The records:

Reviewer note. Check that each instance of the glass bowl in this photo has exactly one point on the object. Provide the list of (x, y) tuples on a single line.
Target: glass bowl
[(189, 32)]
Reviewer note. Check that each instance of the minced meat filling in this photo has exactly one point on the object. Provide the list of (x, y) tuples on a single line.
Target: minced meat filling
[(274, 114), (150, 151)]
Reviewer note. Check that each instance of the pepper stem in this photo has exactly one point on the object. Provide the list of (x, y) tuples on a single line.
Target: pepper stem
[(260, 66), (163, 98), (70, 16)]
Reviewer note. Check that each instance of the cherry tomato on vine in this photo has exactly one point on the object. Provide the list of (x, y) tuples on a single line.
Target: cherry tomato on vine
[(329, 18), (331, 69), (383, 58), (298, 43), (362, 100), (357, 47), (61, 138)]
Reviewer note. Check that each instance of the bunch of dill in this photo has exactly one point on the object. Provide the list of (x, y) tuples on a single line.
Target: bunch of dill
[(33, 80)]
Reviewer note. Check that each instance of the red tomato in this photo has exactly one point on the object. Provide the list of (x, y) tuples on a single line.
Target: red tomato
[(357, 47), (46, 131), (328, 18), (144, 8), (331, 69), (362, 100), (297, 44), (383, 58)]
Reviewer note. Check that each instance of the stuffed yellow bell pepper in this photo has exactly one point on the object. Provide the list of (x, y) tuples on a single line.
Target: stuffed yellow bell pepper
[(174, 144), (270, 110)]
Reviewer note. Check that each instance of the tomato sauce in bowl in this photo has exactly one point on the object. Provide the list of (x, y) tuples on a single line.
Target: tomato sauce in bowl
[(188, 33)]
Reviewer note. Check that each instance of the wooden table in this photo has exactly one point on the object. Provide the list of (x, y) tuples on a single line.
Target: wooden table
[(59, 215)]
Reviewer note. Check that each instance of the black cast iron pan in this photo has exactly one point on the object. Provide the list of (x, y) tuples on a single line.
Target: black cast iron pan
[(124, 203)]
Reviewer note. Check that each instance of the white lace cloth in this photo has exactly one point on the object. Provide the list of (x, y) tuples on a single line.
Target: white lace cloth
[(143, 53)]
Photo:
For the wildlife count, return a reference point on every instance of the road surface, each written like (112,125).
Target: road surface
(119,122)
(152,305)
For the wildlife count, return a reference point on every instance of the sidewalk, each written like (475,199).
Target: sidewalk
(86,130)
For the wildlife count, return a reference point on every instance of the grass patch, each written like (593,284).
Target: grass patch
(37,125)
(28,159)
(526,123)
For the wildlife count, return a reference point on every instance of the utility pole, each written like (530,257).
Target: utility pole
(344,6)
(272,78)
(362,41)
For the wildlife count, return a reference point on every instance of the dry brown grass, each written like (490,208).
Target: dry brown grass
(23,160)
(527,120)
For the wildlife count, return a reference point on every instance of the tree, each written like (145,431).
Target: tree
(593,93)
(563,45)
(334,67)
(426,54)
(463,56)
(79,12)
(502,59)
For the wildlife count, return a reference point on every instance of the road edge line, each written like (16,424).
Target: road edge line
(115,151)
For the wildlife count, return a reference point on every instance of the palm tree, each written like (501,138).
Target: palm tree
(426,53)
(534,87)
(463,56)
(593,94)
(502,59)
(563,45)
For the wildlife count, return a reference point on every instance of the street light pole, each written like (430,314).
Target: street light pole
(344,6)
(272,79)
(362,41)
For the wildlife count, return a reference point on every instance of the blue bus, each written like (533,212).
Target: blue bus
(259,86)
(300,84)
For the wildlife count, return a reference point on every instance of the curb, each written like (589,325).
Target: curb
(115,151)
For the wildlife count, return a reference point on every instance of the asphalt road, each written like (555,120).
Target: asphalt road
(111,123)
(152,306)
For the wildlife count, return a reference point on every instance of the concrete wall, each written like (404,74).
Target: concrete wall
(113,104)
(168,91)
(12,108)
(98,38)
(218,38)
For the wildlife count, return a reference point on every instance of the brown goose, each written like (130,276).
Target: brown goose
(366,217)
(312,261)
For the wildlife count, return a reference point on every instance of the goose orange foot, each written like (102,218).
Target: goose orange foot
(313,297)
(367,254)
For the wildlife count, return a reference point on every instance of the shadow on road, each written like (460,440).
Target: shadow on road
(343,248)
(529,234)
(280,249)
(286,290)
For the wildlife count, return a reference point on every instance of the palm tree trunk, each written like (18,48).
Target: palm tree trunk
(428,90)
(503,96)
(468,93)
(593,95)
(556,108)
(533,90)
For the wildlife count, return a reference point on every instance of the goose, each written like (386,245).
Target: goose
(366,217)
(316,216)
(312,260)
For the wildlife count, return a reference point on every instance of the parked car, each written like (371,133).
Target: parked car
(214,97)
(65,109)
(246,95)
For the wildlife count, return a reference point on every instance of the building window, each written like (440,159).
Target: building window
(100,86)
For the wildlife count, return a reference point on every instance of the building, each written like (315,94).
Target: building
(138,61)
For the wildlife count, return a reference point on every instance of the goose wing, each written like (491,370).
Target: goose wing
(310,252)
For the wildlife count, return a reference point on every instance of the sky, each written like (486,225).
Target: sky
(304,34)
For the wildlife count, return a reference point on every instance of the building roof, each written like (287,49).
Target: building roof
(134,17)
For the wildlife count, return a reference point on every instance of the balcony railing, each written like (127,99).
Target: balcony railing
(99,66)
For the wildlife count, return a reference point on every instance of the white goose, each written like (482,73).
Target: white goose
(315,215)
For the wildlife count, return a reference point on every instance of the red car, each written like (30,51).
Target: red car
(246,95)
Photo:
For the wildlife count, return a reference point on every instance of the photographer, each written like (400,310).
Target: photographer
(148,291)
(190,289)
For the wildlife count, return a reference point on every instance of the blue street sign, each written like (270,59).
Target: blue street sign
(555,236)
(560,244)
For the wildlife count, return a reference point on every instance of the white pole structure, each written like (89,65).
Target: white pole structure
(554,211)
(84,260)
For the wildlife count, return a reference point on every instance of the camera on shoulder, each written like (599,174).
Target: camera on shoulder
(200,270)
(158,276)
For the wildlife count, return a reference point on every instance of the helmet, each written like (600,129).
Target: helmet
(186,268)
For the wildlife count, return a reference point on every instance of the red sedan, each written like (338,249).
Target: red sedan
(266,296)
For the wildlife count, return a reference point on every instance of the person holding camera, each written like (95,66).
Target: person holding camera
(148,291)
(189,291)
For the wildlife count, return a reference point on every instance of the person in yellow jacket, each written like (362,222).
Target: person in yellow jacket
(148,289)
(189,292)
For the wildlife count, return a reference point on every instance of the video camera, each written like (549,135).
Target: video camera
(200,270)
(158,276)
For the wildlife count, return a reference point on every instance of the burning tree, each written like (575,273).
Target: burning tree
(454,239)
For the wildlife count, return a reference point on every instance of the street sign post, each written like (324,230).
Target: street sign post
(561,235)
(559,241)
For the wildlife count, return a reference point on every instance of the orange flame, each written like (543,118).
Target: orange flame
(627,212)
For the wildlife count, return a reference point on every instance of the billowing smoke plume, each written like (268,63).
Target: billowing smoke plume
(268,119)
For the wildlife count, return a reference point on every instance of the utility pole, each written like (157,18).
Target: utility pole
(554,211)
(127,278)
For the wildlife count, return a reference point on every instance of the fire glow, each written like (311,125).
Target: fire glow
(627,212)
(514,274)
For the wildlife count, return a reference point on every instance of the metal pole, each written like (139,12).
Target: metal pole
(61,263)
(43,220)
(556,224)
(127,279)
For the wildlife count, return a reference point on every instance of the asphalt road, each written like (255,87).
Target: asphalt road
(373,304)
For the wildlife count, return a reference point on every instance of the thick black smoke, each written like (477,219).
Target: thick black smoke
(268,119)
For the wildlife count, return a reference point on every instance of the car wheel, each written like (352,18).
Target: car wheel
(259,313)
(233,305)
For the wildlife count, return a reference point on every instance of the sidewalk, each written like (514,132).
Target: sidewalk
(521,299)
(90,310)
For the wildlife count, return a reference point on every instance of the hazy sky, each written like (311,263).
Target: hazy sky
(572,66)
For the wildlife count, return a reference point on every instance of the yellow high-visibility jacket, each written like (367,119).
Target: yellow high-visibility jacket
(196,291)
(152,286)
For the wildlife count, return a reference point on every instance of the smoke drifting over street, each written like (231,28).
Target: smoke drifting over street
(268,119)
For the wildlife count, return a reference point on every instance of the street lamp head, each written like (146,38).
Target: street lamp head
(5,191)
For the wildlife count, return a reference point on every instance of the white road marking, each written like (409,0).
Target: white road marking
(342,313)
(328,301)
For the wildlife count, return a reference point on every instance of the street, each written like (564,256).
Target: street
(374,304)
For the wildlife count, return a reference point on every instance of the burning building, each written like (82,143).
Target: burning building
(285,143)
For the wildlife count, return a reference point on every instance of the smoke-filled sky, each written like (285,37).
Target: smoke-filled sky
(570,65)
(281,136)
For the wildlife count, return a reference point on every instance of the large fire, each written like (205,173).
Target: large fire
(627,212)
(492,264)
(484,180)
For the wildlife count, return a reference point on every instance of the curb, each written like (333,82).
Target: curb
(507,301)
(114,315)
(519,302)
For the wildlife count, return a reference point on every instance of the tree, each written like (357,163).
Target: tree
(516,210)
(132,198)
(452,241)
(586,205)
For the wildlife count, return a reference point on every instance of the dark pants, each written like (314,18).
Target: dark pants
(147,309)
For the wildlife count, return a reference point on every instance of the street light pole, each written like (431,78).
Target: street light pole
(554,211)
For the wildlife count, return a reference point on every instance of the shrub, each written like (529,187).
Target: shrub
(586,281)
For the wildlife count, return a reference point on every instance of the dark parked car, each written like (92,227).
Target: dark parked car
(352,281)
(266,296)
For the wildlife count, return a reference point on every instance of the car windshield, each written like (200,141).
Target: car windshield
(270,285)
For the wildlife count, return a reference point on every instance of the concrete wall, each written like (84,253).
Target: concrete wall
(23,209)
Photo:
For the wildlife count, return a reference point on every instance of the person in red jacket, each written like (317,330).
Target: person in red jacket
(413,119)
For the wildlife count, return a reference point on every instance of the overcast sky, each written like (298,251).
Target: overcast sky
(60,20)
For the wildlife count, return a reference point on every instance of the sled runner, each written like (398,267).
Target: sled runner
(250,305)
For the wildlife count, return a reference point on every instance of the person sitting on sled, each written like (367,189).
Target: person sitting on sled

Written instruction:
Put the data from the line containing "Reviewer note. Check that each instance of the red" through the line containing "[(174, 144), (270, 110)]" into a two-column CSV with the header instruction,answer. Write one row per answer, with the text before that answer in the instruction field and the answer in the answer field, each field quoted and with line breaks replaced by spaces.

Correct answer:
instruction,answer
"Reviewer note. Check that each instance of the red tomato in this photo has exactly one point on the object. Provide the list of (x, y) tuples on a single line. Target: red tomato","[(357, 47), (46, 131), (328, 18), (144, 8), (331, 69), (362, 100), (297, 44), (383, 58)]"
"Reviewer note. Check that each instance of the stuffed yellow bell pepper in this photo has exactly one point on the object. Provide the list of (x, y) tuples on a single line. Target: stuffed yellow bell pepper","[(174, 144), (270, 110)]"